Directives |
**A)** Answer these questions using the blog post about crackers and lard:
(i) To what temperature was the heat lowered to even out the browning of the crackers?
(ii) Which two cheeses were bought at the grocery store?
(iii) How many pounds of pork fat does the post say to ask the butcher for?
**B)** Format everything in the records from the line containing "(format x=736, y=386)" down to the line containing "x=771, y=594" as a numbered list, leaving out any blank lines.

Document extract |
- - - - - - -
Whoa! Wait! What's going on here? What are those big air bubbles doing in my crackers? There aren't supposed to be any air bubbles! The B&B crackers were lovely and flat and evenly browned. If I get air bubbles, the crackers will puff up and the tops of the bubbles will get burned before the flat parts get browned.


Which is exactly what happened. Rats. What do I do now? I can't 'unrise' the dough. Too late for that. I still had a bunch of dough left, and I didn't want to start over. The only thing I could think of was to beat and flatten and punch the dough to within an inch of its life. Then use a rolling pin and flatten it some more. Then send it through the pasta roller. So, that's what I did.


The resulting crackers were a lot better. I also reduced the heat to 350, which helped even out the browning. Only a few smaller air bubbles. Not as good as the B&B's, but good enough to serve to guests. Note to self: don't let the dough rise!

I went to the grocery store today looking for some artisan cheeses to serve with the crackers, but was sorely disappointed. There was about thirty different brands and varieties of cheddar, Colby, hard mozzarella and Monterrey Jack. In desperation I bought the only non-block cheese I could find -- some soft Swiss and Edam. Never had Edam before, so we'll see what that tastes like.

Maybe if I have time tomorrow I'll whip up a batch of fresh mozzarella before our company arrives around lunchtime. Right after I help hubby clean the house, bake a birthday cake, make deviled eggs, plan party games, take care of the livestock, and do a bunch of laundry.

Yeah, right!

Tuesday, January 26, 2010

Just six easy steps!


Okay, now that you are all jazzed and jived about using lard, let me show you how you can make it at home. At least, I'll show you how I make it in my home.

Step One: Find some pig fat. The easiest way to do this is head for a butcher shop. Unless your grocery store butchers its own animals, they're not likely to carry the stuff in the store. Not a lot of demand for it, you know.

Find a butcher shop, walk inside, and ask for pork fat. Between five and ten pounds. The butcher might look at you strange and say 'Do you mean lard?' If so, nod your head and smile. Some butchers don't differentiate between rendered and unrendered lard.

If you're having your own hog butchered, ask them to separate the fat that's next to the kidneys and loin from the rest of the body fat. Kidney and loin fat is the most pure, and has less of an odor. Lard rendered from this fat is called 'leaf lard.'

The picture above shows the meat we got from the hog we had butchered last fall. All of the fat is stored in the two bags on the top shelf.

Ask the butcher to grind it up for you. This makes it a whole lot easier to melt. If they can't grind it up, expect to spend about an hour cutting it into little chunks at home.


Step two: Put the fat into a big pot. Turn the burner onto medium high heat. Add a few inches of water and put on the lid. Once it starts to boil turn the heat down to medium.
- - - - - - -
Listed entries |
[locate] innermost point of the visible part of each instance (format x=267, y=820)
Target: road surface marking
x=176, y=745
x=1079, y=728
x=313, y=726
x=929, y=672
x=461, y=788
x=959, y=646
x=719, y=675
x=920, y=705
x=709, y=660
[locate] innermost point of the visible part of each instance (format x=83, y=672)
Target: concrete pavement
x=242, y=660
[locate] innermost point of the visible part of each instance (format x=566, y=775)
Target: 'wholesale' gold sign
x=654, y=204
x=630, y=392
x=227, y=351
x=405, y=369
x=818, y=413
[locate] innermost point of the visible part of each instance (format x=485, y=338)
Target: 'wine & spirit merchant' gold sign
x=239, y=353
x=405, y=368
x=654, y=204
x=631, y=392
- - - - - - -
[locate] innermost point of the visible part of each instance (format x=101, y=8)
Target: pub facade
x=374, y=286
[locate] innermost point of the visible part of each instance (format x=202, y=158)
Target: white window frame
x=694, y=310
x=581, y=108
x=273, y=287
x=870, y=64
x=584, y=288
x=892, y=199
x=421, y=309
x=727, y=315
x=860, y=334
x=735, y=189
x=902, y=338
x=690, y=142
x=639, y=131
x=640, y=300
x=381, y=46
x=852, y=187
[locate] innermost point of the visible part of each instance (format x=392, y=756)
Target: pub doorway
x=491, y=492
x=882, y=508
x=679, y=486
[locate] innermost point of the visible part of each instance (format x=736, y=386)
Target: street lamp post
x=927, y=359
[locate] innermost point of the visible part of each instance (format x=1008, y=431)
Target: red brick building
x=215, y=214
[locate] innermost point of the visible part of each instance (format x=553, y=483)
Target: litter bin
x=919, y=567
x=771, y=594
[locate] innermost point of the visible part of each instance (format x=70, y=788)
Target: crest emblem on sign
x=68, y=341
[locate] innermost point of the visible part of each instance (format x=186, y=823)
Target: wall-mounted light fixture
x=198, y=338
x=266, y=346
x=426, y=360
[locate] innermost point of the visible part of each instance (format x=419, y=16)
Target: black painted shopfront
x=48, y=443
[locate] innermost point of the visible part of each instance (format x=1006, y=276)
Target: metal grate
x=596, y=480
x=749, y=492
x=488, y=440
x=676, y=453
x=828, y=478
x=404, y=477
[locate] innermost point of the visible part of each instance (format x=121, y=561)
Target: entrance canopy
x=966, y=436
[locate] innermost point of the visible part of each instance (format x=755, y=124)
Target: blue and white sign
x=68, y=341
- - - - - - -
Written answers |
**A)**
(i) 350
(ii) Soft Swiss and Edam
(iii) Between five and ten pounds

**B)**
1. [locate] innermost point of the visible part of each instance (format x=736, y=386)
2. Target: street lamp post
3. x=927, y=359
4. [locate] innermost point of the visible part of each instance (format x=1008, y=431)
5. Target: red brick building
6. x=215, y=214
7. [locate] innermost point of the visible part of each instance (format x=553, y=483)
8. Target: litter bin
9. x=919, y=567
10. x=771, y=594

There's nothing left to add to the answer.